§ **Extrait du texte**

Un sérieux accrochage armé a opposé jeudi la Turquie au groupe État
islamique (EI) le long de la frontière turco-syrienne, trois jours après
un attentat suicide meurtrier, attribué par Ankara aux jihadistes, qui a
visé des militants prokurdes.
Dans un climat de forte tension, nourri par l'assassinat d'un
policier dans la grande ville kurde de Diyarbakir, cet incident armé, le
plus sérieux depuis des mois, s'est produit alors que le gouvernement
turc envisage de mettre en place une nouvelle série de mesures destinées
à renforcer sa sécurité à la frontière avec la Syrie.
En milieu d'après-midi, un sous-officier turc a été tué et au moins
deux autres soldats blessés dans la région de Kilis (sud) par des tirs
venus d'une zone tenue, selon Ankara, par des combattants jihadistes.
Conformément aux règles d'engagement qu'elle observe à chaque fois
qu'elle est visée, l'armée a immédiatement riposté en bombardant le
territoire syrien. Selon la chaîne d'information NTV, un combattant
jihadiste a été tué par les tirs des chars de la 5e brigade blindée
turque déployée face à la Syrie. Cet échange de tir intervient au
lendemain d'un Conseil des ministres extraordinaire qui a décidé de
renforcer sa lutte contre les jihadistes.
"Nous considérons Daech (l'acronyme arabe de l'EI) comme une menace
(...) notre système de contrôle à la frontière (syrienne) va être
renforcé", a promis mercredi soir le porte-parole du gouvernement,
Bülent Arinç.

§ **Exercices**
[A] D'après l'article sur l'accrochage entre la Turquie et l'EI, dans quelle région le sous-officier turc a-t-il été tué ?
[B] Poursuivez, s'il vous plaît, l'article sur l'accrochage entre la Turquie et l'EI à la suite de sa dernière phrase.

§ **Lignes fournies**
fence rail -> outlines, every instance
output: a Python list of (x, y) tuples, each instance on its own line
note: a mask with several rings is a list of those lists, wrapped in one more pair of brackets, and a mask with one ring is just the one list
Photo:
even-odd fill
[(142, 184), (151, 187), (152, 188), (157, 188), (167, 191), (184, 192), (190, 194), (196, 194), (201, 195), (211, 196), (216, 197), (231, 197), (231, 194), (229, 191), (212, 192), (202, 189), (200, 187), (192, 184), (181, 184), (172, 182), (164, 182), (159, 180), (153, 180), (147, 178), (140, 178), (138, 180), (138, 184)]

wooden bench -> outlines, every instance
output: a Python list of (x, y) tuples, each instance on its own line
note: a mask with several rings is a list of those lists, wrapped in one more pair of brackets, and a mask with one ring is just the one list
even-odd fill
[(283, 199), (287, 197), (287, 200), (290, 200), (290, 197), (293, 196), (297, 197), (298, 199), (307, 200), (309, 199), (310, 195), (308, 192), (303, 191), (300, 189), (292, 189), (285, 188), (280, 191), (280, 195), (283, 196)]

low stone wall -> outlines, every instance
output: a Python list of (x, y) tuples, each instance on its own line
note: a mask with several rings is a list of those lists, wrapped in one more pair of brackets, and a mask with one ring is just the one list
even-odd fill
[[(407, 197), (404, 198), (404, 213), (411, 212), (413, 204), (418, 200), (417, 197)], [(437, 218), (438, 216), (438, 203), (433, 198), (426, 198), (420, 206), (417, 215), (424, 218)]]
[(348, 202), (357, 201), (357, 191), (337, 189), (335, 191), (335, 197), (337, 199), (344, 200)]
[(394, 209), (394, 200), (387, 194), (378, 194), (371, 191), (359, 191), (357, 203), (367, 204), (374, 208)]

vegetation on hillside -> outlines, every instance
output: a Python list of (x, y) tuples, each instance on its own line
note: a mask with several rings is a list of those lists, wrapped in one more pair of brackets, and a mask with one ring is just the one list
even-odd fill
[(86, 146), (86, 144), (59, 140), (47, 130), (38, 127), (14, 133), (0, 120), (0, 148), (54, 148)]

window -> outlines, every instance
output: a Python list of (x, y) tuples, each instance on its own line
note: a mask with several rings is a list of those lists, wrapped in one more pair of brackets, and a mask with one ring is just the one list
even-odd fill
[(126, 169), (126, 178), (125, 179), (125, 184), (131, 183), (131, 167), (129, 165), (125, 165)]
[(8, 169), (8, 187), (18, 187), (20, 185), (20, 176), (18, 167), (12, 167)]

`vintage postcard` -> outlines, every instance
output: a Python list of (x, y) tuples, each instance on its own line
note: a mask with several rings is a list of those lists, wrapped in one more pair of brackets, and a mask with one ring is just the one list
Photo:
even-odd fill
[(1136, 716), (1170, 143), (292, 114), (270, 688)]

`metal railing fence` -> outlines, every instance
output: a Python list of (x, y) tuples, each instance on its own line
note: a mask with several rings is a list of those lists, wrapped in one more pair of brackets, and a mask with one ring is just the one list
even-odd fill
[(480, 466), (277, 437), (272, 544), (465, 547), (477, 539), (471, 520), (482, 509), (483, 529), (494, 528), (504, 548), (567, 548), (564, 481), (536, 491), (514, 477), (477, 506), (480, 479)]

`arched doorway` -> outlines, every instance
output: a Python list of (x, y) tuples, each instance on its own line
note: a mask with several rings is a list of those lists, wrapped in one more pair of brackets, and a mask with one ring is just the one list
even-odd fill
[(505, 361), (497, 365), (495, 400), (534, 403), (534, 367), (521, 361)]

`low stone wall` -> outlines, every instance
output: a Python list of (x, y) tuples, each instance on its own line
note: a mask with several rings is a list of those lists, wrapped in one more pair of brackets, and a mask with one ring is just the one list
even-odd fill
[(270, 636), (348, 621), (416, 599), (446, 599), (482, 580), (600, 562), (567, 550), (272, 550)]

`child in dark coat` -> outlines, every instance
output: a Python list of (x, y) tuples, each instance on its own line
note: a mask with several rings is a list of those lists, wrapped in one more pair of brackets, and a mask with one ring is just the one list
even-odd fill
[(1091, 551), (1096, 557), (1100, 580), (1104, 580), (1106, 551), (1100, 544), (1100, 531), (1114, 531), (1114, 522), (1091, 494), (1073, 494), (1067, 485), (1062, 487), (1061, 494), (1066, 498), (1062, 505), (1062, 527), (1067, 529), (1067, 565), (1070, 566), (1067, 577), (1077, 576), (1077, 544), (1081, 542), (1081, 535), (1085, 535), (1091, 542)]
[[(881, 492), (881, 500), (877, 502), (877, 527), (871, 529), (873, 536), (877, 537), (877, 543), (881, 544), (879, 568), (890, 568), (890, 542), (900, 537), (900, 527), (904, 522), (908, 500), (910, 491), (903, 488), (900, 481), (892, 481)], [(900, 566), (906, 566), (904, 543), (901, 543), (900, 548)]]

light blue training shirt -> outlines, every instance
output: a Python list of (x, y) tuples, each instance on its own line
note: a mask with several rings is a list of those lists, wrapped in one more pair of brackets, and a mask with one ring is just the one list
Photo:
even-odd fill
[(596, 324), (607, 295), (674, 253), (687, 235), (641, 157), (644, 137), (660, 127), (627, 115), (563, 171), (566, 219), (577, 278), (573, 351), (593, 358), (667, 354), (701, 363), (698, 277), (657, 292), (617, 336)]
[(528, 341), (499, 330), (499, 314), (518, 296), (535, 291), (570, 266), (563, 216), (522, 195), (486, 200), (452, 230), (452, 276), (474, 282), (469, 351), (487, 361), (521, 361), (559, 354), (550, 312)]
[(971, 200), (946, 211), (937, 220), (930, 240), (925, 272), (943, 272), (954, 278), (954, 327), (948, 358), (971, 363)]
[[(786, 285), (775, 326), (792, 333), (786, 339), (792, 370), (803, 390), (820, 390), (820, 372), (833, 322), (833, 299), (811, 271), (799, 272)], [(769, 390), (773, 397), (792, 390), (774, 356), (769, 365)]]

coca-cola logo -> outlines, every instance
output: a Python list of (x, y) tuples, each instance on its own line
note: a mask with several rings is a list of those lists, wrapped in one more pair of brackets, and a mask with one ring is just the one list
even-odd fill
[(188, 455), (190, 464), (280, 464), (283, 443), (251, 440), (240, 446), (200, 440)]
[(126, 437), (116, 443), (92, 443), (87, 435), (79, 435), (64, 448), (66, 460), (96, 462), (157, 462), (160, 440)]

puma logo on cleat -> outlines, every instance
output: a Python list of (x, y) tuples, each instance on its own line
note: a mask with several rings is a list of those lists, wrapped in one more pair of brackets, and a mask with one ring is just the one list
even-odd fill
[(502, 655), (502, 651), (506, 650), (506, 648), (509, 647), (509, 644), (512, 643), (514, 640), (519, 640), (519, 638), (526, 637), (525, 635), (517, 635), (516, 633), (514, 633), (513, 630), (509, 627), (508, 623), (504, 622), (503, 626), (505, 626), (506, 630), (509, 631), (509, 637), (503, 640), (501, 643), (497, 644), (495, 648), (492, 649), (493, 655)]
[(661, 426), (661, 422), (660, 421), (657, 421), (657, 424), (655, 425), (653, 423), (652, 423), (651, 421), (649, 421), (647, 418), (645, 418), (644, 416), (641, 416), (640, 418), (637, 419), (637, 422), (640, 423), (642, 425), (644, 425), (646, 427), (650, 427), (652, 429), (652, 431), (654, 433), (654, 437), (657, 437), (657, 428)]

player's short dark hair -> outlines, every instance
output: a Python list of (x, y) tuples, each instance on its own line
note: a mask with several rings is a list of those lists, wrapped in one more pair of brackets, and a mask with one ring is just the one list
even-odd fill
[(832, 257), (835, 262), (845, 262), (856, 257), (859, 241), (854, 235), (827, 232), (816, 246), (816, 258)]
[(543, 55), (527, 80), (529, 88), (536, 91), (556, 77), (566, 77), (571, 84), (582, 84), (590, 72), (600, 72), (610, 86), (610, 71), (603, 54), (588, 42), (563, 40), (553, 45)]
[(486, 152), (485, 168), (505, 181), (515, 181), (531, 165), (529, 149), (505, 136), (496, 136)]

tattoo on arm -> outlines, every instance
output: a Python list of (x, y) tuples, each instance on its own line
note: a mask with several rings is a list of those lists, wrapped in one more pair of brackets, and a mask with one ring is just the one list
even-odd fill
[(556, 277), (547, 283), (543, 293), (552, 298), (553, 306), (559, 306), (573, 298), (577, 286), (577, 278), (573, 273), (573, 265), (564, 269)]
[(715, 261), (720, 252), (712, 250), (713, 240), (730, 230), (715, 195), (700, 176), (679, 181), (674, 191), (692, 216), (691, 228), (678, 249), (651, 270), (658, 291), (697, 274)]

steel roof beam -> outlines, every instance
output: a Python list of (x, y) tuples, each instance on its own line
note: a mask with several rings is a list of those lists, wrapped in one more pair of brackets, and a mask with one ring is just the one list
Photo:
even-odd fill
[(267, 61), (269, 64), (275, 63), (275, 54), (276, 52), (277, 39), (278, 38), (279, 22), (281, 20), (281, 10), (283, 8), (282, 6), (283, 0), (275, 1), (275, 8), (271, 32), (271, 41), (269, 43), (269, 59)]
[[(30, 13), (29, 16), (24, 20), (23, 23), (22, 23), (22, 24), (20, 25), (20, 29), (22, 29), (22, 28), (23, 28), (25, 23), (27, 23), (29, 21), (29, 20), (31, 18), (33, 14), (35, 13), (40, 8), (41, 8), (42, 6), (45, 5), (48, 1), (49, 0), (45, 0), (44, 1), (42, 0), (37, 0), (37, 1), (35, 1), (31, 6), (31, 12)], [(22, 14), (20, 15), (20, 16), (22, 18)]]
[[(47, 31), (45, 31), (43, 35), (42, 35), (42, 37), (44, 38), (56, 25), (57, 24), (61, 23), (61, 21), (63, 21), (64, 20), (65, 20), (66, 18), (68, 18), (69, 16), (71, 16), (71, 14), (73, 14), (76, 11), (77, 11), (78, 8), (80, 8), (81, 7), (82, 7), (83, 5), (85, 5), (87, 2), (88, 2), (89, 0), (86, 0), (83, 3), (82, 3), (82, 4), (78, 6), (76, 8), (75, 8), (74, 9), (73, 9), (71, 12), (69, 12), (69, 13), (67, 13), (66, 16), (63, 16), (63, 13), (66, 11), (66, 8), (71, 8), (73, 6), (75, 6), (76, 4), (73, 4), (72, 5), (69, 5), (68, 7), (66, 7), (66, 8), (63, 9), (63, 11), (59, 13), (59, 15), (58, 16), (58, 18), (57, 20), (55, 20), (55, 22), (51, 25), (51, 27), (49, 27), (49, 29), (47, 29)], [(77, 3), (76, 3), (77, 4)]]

§ **Réponses ci-dessous**
[A] Dans la région de Kilis, dans le sud.

[B]
Selon le quotidien Hürriyet citant des responsables
turcs, le gouvernement envisage de déployer des dirigeables au-dessus
des 900 km de sa frontière syrienne et de doubler sa ligne de barrières
afin d'empêcher les mouvements des jihadistes. Une nouvelle réunion des
chefs de l'armée et des services de sécurité et de renseignement était
prévue jeudi après-midi autour de M. Davutoglu. Lors d'une conversation
téléphonique mercredi soir, le président Recep Tayyip Erdogan et son
homologue américain Barack Obama sont convenus "d'intensifier" leur
coopération contre l'EI.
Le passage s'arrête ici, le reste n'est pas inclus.